THE DATA:
▼
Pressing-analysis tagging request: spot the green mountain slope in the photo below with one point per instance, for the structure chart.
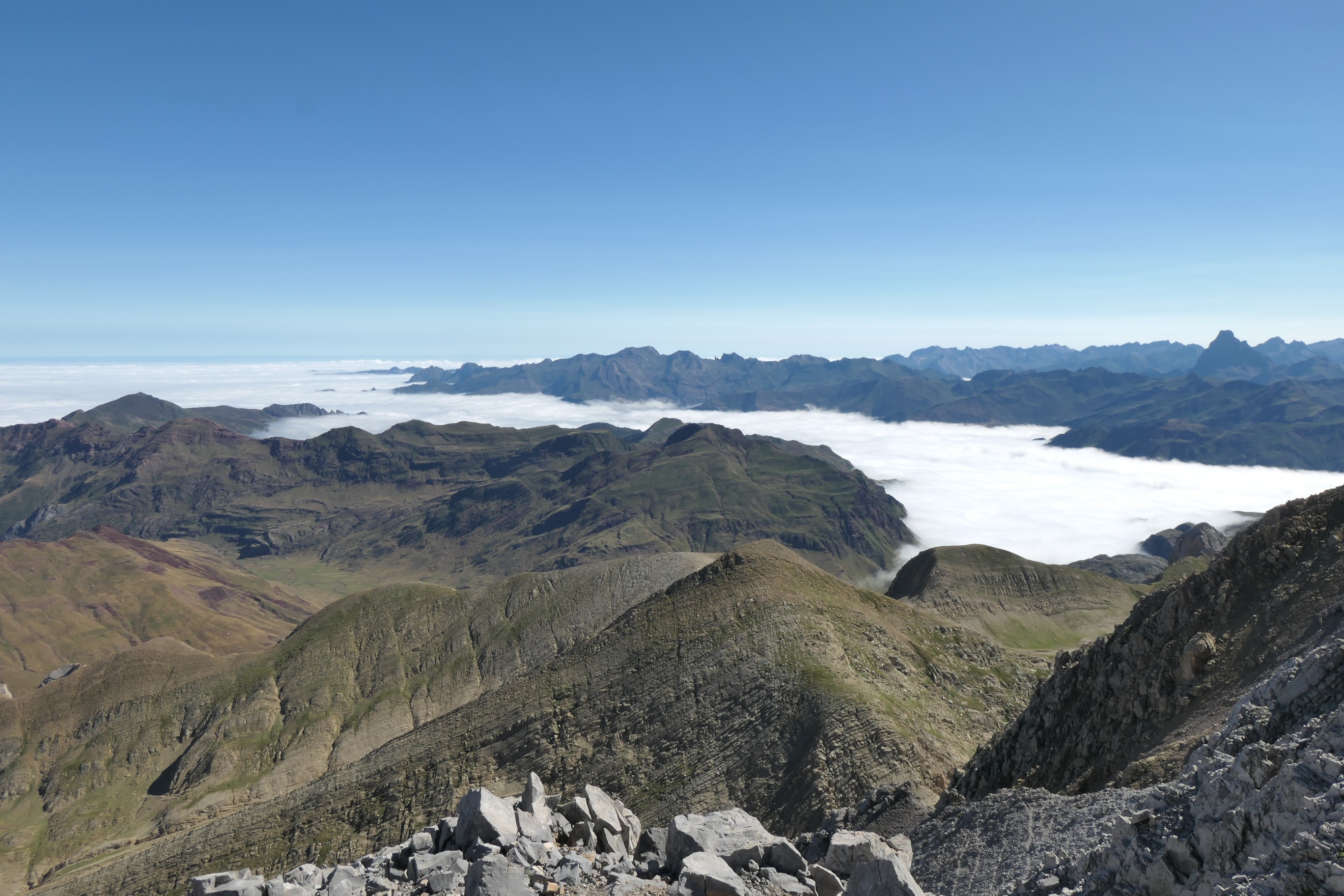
(466, 503)
(97, 593)
(144, 743)
(1020, 604)
(760, 681)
▲
ACTIVITY: Each line of the data above needs to be retyped as it is, without any picture.

SOLUTION TO THE PROBLEM:
Pressing-analysis tagging request: spot the green mountain slope in the photo below with one point per instance, for the structure chart.
(466, 503)
(97, 593)
(144, 743)
(1020, 604)
(760, 681)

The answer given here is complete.